Begin Selected extract

ConllRelator¶
Inherits from ConllGraphParser and adds supplementary functionalities to access tokens in a sentence using parenthood relations.
You should use this module is you want things like:
- Find the parent of the 3rd token
- Find the children and grandsons of the 5th token
- Find the brothers of the 7th token
- Find the brothers and uncles of the 7th token
Parameters¶
# user can set the column indexes if format is not Conll
ConllRelator( IDX_ID=0, IDX_FORM=1, IDX_LEMMA=2,
IDX_UPOS=3, IDX_XPOS=4, IDX_MORPH=5,
IDX_HEAD=6, IDX_DEPREL=7, IDX_GRAPH=8 )
Methods¶
ConllRelator.set_sentence( sentence )
> sentence (object or list(list(str))): contains the Conll
ConllRelator.set_target( target_index )
> target_index (int): index of the target starting from zero
resp = ConllRelator.find( id_ , relation )
> id_ (int): index of the token we want to select
> relation (RELATION): relation or tuple of relations to find
> resp (list(int)): list of the indexes of tokens found
path = ConllRelator.get_path_to_target( id_ )
> id_ (int): index of the token were we start the path to target
> path (list(int)): list of ids of tokens in the path to target
path = ConllRelator.get_path_to_root( id_ )
> id_ (int): index of the token were we start the path to root
> path (list(int)): list of ids of tokens in the path to root
A ConllSentence¶
ID | FORM | LEMMA | UPOS | XPOS | MORPH | HEAD | DEPREL | GRAPH |
---|---|---|---|---|---|---|---|---|
1 | While | while | SCONJ | IN | _ | 2 | mark | _ |
2 | working | work | VERB | VBG | VerbForm=Ger | 11 | advcl | _ |
3 | at | at | ADP | IN | _ | 5 | case | _ |
4 | a | a | DET | DT | Definite=Ind|PronType=Art | 5 | det | _ |
5 | supermarket | supermarket | NOUN | NN | Number=Sing | 2 | obl | _ |
6 | as | as | ADP | IN | _ | 8 | case | _ |
7 | a | a | DET | DT | Definite=Ind|PronType=Art | 8 | det | _ |
8 | bagger | bagger | NOUN | NN | Number=Sing | 2 | obl | _ |
9 | , | , | PUNCT | , | _ | 11 | punct | _ |
10 | he | he | PRON | PRP | Case=Nom|Gender=Masc|Number=Sing|Person=3|PronType=Prs | 11 | nsubj | 2:nsubj |
11 | released | release | VERB | VBD | Mood=Ind|Tense=Past|VerbForm=Fin | 0 | root | _ |
12 | music | music | NOUN | NN | Number=Sing | 11 | obj | _ |
13 | as | as | ADP | IN | _ | 16 | case | _ |
14 | an | a | DET | DT | Definite=Ind|PronType=Art | 16 | det | _ |
15 | independent | independent | ADJ | JJ | Degree=Pos | 16 | amod | _ |
16 | artist | artist | NOUN | NN | Number=Sing | 11 | obl | _ |
Usage¶
from ConllQuery import ConllRelator
from ConllQuery.enumerations import RELATION as R
# instantiation
parser = ConllRelator()

End Selected extract

Task to complete
Name every method listed under the "Methods" heading in the ConllRelator documentation.

Begin Dataset records

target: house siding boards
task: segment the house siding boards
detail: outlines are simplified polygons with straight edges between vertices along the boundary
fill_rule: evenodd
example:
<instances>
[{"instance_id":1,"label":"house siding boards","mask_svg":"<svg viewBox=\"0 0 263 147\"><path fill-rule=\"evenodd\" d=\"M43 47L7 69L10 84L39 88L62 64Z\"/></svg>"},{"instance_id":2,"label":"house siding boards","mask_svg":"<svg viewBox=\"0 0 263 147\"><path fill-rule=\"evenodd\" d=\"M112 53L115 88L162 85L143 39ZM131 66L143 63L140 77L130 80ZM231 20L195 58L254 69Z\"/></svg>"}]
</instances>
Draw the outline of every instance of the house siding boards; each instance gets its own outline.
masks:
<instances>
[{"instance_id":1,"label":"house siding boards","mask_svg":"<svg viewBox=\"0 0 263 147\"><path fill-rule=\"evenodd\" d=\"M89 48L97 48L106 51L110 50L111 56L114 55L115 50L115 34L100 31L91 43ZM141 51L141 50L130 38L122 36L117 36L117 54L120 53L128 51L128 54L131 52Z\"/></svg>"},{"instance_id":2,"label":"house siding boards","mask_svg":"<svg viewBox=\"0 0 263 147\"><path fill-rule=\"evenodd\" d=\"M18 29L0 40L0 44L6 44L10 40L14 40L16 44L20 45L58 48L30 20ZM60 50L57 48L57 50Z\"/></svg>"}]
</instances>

End Dataset records

Exercise result
- set_sentence
- set_target
- find
- get_path_to_target
- get_path_to_root